Work required: The entries below should be copied exactly and completely.

Records provided:
============

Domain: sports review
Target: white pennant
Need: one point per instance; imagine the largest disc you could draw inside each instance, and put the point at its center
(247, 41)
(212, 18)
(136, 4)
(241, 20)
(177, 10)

============

Worked solution:
Domain: sports review
Target: white pennant
Need: one point per instance; imagine the largest disc you could draw inside each instance, and put the point at its center
(247, 41)
(212, 18)
(136, 4)
(241, 20)
(177, 10)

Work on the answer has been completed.